_Instructions to follow_
Exactly reproduce the lines from the line containing "the textured ice" to the end of the data below, inclusive, and nothing else.
[START Data extract]
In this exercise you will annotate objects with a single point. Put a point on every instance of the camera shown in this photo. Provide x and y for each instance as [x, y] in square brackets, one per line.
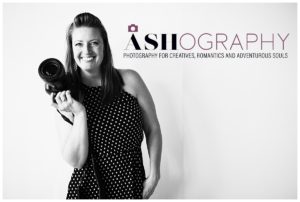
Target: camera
[53, 74]
[133, 28]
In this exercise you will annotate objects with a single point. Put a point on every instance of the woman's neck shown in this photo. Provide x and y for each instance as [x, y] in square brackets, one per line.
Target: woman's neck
[91, 79]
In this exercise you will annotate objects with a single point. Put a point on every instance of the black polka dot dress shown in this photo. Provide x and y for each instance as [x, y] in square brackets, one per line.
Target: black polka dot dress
[114, 167]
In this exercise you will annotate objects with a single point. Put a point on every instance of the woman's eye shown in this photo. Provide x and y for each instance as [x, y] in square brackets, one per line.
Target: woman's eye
[94, 43]
[78, 44]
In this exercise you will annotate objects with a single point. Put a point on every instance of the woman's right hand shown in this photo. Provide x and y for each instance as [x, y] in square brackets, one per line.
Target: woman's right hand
[65, 102]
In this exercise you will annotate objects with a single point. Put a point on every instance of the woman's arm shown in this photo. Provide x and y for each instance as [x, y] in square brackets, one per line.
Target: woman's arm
[73, 138]
[136, 86]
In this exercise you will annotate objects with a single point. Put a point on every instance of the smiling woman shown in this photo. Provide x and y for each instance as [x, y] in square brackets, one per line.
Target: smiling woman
[107, 124]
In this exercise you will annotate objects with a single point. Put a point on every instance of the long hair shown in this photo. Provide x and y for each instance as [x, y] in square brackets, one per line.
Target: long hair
[111, 79]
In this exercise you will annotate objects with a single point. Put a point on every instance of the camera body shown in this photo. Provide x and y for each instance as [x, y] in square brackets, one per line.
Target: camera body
[53, 74]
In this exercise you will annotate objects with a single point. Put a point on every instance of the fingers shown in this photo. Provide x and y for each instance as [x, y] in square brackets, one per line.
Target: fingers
[68, 96]
[52, 101]
[62, 98]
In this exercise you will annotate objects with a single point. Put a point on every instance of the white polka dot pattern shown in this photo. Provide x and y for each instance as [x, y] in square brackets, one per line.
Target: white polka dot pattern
[114, 168]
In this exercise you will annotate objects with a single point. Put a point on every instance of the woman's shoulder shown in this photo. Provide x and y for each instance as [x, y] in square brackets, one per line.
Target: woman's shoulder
[132, 81]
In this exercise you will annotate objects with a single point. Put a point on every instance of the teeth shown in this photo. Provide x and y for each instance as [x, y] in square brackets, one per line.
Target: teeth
[86, 59]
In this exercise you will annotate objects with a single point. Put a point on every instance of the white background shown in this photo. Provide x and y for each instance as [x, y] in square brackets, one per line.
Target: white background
[228, 125]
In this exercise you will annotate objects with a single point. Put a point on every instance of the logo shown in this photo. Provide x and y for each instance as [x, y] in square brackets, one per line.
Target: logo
[133, 28]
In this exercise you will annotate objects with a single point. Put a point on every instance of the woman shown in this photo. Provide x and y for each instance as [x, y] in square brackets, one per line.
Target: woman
[113, 109]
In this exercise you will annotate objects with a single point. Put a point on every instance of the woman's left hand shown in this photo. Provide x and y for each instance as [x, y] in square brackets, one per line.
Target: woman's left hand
[149, 185]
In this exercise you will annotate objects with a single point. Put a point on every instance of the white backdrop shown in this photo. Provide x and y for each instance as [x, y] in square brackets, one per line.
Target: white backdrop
[228, 125]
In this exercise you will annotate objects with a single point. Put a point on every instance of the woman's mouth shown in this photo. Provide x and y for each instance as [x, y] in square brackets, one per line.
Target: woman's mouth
[87, 59]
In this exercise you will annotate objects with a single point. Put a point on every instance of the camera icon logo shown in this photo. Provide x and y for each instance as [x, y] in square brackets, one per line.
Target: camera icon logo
[133, 28]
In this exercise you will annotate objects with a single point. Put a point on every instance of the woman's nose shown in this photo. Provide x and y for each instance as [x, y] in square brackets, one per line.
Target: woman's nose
[86, 48]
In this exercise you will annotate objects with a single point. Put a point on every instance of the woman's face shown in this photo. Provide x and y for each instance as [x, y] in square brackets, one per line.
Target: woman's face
[87, 45]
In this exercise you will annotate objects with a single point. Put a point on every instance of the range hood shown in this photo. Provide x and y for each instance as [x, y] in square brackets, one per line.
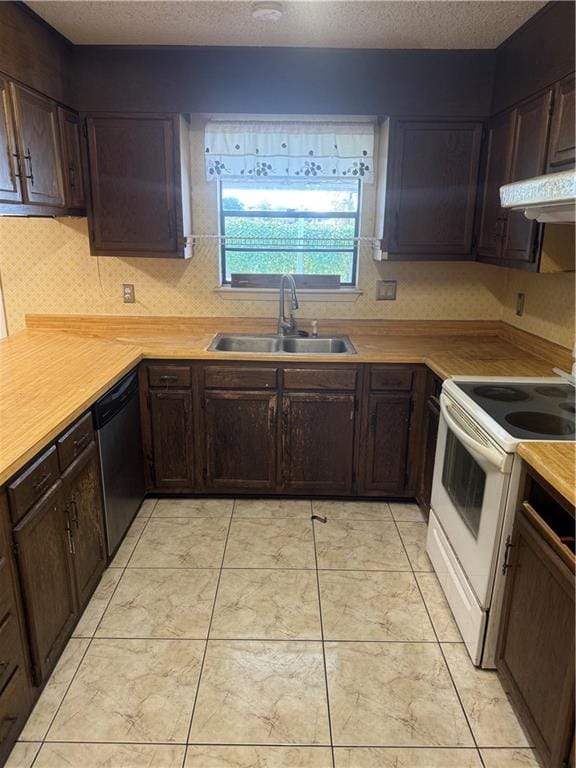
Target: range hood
[544, 198]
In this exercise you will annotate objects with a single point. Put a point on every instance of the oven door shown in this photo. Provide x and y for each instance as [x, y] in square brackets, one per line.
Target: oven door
[469, 489]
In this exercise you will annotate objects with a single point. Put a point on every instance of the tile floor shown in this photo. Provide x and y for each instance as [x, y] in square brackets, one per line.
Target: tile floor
[242, 635]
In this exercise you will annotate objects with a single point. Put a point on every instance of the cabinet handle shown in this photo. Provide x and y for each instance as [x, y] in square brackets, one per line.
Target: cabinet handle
[40, 484]
[506, 563]
[28, 157]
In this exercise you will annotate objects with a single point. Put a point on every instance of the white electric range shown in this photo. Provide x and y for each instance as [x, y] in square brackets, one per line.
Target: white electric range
[475, 489]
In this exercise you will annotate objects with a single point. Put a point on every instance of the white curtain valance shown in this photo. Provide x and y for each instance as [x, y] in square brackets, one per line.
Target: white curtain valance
[289, 150]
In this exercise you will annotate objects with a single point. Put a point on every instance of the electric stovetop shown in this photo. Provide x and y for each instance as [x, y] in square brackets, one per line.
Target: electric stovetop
[530, 411]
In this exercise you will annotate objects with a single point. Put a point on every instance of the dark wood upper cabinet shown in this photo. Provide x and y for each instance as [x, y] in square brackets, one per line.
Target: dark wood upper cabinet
[240, 440]
[44, 550]
[140, 201]
[10, 189]
[73, 173]
[83, 498]
[500, 143]
[38, 147]
[318, 442]
[562, 149]
[431, 189]
[171, 435]
[535, 659]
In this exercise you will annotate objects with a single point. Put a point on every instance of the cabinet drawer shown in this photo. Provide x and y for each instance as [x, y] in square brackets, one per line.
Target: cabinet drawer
[391, 378]
[169, 376]
[10, 648]
[73, 442]
[228, 377]
[14, 703]
[29, 486]
[320, 378]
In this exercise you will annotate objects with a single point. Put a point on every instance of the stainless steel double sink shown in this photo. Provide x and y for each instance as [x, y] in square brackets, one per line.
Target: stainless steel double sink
[280, 345]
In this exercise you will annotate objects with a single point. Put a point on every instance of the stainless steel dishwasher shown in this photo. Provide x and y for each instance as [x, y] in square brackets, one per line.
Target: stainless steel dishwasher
[117, 423]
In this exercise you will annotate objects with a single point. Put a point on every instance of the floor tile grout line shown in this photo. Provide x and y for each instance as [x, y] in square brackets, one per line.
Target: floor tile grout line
[90, 640]
[322, 640]
[208, 636]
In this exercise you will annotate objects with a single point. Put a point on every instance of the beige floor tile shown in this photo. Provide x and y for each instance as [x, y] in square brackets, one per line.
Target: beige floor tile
[95, 609]
[52, 695]
[510, 758]
[258, 757]
[193, 508]
[414, 539]
[282, 543]
[380, 757]
[146, 508]
[364, 605]
[352, 510]
[267, 604]
[407, 513]
[180, 543]
[438, 608]
[490, 714]
[262, 693]
[161, 602]
[23, 754]
[127, 547]
[393, 694]
[110, 756]
[131, 691]
[247, 508]
[360, 545]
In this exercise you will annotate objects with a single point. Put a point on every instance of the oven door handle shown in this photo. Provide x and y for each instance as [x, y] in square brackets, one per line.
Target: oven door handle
[491, 455]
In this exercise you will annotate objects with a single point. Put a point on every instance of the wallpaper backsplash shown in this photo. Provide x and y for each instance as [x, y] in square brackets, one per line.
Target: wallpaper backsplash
[46, 267]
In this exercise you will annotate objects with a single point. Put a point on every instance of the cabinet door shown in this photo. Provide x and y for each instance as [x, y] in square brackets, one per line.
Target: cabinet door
[521, 240]
[83, 499]
[432, 189]
[241, 438]
[536, 643]
[43, 547]
[562, 149]
[71, 158]
[498, 161]
[10, 190]
[172, 438]
[318, 442]
[39, 147]
[386, 442]
[132, 183]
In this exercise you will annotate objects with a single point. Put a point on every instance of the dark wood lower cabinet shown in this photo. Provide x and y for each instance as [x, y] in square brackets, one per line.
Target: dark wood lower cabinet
[318, 442]
[83, 497]
[43, 543]
[172, 441]
[240, 440]
[536, 644]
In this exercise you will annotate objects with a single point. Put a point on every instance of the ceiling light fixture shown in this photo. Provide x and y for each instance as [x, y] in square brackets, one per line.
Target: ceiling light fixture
[267, 11]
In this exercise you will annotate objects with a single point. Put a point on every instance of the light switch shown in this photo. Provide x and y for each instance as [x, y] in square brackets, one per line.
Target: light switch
[386, 290]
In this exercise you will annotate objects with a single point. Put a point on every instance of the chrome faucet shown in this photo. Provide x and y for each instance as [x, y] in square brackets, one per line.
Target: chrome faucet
[287, 326]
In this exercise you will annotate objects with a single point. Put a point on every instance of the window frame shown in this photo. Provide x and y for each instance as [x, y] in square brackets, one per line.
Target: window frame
[222, 214]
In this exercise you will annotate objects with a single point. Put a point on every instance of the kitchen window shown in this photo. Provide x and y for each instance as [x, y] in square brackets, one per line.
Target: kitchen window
[269, 227]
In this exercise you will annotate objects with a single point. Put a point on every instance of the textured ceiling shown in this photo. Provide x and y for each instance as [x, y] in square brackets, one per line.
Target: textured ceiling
[324, 23]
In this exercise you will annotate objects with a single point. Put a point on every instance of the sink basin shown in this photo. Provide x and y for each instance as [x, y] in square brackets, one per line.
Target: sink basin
[279, 345]
[338, 345]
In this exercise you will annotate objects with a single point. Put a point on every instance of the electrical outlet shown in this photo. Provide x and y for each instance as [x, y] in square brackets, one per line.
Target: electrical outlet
[386, 290]
[128, 293]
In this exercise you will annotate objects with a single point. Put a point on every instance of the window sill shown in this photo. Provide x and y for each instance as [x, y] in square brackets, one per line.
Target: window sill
[304, 294]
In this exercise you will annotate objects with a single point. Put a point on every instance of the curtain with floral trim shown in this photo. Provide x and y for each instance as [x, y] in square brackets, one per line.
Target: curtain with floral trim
[289, 150]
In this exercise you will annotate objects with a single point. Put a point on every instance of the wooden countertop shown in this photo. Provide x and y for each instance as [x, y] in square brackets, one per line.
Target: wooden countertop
[54, 370]
[47, 379]
[556, 463]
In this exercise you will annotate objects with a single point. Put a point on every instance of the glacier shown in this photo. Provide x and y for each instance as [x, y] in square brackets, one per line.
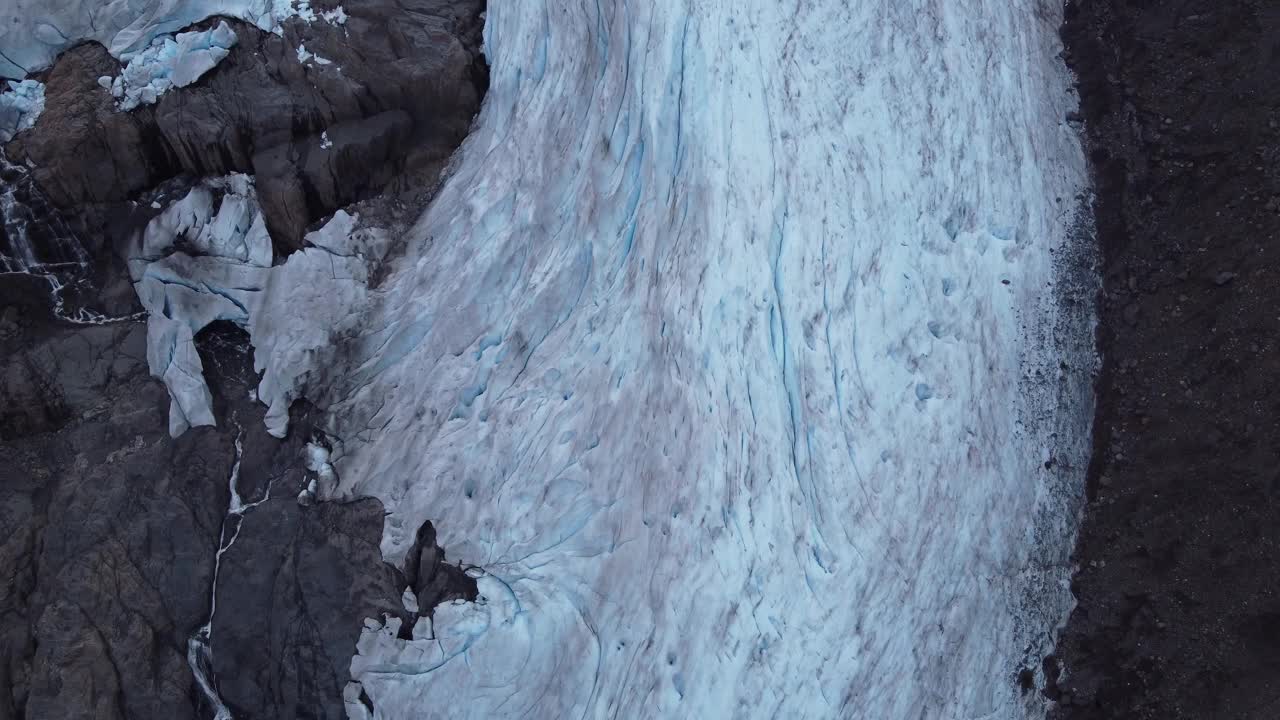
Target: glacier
[170, 62]
[741, 356]
[740, 352]
[32, 32]
[21, 106]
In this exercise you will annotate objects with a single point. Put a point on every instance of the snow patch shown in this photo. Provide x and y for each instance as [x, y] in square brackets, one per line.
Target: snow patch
[19, 106]
[170, 62]
[208, 258]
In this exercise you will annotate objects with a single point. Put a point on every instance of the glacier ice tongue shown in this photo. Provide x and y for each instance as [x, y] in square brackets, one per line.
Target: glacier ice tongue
[32, 32]
[170, 62]
[208, 258]
[21, 104]
[653, 359]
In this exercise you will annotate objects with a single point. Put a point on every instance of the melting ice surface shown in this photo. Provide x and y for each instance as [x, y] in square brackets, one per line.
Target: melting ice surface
[170, 62]
[730, 351]
[32, 32]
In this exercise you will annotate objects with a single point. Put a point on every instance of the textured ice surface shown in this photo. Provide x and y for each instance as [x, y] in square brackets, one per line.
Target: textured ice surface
[21, 103]
[170, 62]
[32, 32]
[728, 351]
[731, 349]
[208, 258]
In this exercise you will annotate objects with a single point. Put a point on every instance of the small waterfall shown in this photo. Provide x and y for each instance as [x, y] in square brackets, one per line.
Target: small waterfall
[200, 655]
[36, 241]
[33, 236]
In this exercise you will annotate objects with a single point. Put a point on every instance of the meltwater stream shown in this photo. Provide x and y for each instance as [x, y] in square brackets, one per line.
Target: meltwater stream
[199, 652]
[748, 349]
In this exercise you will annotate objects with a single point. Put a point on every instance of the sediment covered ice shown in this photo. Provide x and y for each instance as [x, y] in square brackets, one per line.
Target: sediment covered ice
[END Data extract]
_Correct answer_
In this exercise you will annotate objects with a single point. Put a point on every instance of the textured ice surface shown in this photo. Provide x and y for each instance as [x, y] in square brackets, one per line.
Target: textured ice surface
[21, 103]
[170, 62]
[32, 32]
[728, 351]
[731, 349]
[208, 258]
In this exercise you will annotate objects with a single point. Put a point on every instance of the small waterfall shown in this photo. Provide x and y for each instance as [x, y] in square brackets, one per line.
Target: small waterfall
[200, 655]
[36, 241]
[33, 236]
In this exercise you will annotate objects with a single point. Put a point on every instance of the meltwater stream shown in this photo. Provide x and y for each instance as [x, y] in square brackets, one per line.
Target: meltwater stream
[199, 652]
[748, 349]
In this exercise you will annotate objects with a single point. Put a point on every instance of the sediment covered ice shown in this photo. Provide x and y for each instance as [x, y] in square brackets, one per line.
Target: sediment covered ice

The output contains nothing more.